[Opening DATA TO EXAMINE section]

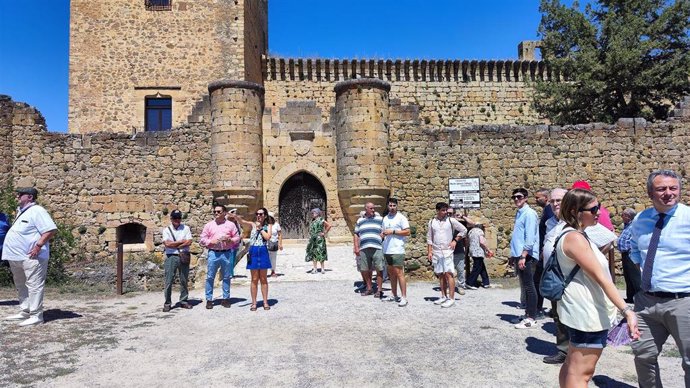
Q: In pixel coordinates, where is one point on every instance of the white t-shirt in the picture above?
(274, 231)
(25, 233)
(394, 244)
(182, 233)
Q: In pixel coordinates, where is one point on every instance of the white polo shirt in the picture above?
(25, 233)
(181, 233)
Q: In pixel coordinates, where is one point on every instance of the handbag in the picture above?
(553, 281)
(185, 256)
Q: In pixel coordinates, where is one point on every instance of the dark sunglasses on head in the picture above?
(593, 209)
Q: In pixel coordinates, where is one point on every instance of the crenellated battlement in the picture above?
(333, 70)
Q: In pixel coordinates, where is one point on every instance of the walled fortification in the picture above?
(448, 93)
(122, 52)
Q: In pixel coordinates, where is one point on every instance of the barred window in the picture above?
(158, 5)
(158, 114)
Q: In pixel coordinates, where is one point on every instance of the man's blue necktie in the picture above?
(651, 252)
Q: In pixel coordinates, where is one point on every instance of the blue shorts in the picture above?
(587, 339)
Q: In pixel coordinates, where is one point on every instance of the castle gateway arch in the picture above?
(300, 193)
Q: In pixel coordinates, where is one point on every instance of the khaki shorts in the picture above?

[Closing DATA TO EXAMINE section]
[Opening DATA TO EXAMINE section]

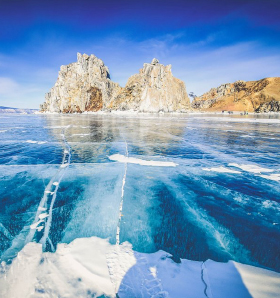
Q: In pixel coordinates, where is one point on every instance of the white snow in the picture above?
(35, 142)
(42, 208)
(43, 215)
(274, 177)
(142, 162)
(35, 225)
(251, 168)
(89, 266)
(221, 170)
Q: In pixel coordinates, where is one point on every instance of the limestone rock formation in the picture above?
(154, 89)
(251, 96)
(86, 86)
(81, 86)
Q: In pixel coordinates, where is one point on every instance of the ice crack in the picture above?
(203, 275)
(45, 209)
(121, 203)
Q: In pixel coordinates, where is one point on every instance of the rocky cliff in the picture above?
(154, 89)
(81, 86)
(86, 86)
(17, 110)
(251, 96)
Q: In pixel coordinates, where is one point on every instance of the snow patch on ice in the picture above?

[Closing DATA TO EXAMINE section]

## WHAT YOU HAVE TO DO
Starting with the line that holds "necktie in the picture above?" and ending with the line that holds "khaki shorts in the picture above?", retype every line in the data above exactly, and nothing else.

## ANSWER
Q: In pixel coordinates, where is one point on every instance of the man's blue necktie in the picture above?
(651, 252)
Q: In pixel coordinates, where is one point on every instance of the blue shorts in the picture above?
(587, 339)
Q: In pixel coordinates, where is one point on every instance of the castle gateway arch in the picture above?
(300, 193)
Q: In pixel coordinates, where is one point on every instance of the khaki shorts in the picture above?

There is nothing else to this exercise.